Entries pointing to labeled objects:
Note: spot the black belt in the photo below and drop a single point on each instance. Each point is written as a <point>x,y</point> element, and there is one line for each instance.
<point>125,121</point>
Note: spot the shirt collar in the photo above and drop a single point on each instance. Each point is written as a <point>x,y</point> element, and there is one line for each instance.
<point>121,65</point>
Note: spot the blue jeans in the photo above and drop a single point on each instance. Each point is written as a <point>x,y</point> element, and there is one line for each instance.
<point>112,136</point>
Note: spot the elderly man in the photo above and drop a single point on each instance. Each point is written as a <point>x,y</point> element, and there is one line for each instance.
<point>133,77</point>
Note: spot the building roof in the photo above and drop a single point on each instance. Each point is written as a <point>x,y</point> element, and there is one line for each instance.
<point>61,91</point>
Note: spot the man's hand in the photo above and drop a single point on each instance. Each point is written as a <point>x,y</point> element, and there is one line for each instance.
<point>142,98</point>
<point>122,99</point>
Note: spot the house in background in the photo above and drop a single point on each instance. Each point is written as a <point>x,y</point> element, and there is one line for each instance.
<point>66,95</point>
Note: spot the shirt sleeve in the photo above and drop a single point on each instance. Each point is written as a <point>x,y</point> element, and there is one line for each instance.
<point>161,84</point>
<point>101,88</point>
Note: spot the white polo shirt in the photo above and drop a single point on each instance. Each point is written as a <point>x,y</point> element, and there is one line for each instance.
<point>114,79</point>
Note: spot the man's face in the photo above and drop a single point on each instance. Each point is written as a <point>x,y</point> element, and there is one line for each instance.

**JOB**:
Reproduce every line of the material above verbatim, in its original order.

**ANSWER TO THIS EXERCISE**:
Note: spot the black belt in the photo below and drop a single point on each instance. Each point is written as a <point>x,y</point> element, and there is one line for each instance.
<point>125,121</point>
Note: spot the shirt collar in the photo above and drop a single point on each instance. Each point is written as a <point>x,y</point> element, and there is one line for each instance.
<point>121,65</point>
Note: spot the blue jeans in the photo above and drop a single point on each instance. Each point is written as a <point>x,y</point> element, and there is one line for each instance.
<point>112,136</point>
Note: spot the elderly man in the photo above and drop a single point on each instance. Each point is written as a <point>x,y</point> element, and there is one line for each instance.
<point>133,77</point>
Note: spot the building roof in the photo above and drop a single point on each instance. Each point is written as a <point>x,y</point> element, and there is one line for each instance.
<point>61,91</point>
Note: spot the man's hand in the photo above and drop a single point on each instance. Each point is written as a <point>x,y</point> element, and there is one line for each instance.
<point>142,98</point>
<point>122,99</point>
Note: spot the house in background in the photo above and drop a single point on each instance. Each point is written as a <point>x,y</point> element, and there is one line for each instance.
<point>66,95</point>
Note: spot the shirt sleeve in the photo above and drop a single point on each instance. Each point is written as a <point>x,y</point> element, and there is one line for each instance.
<point>161,84</point>
<point>101,88</point>
Note: spot the white polo shirt in the photo above and drop a single point on each instance. Each point is written as a <point>x,y</point> element, and there is one line for each instance.
<point>114,79</point>
Note: spot the man's face in the photo above and drop a single point on each instance. Each point is written as a <point>x,y</point> element, and there is one line for each instance.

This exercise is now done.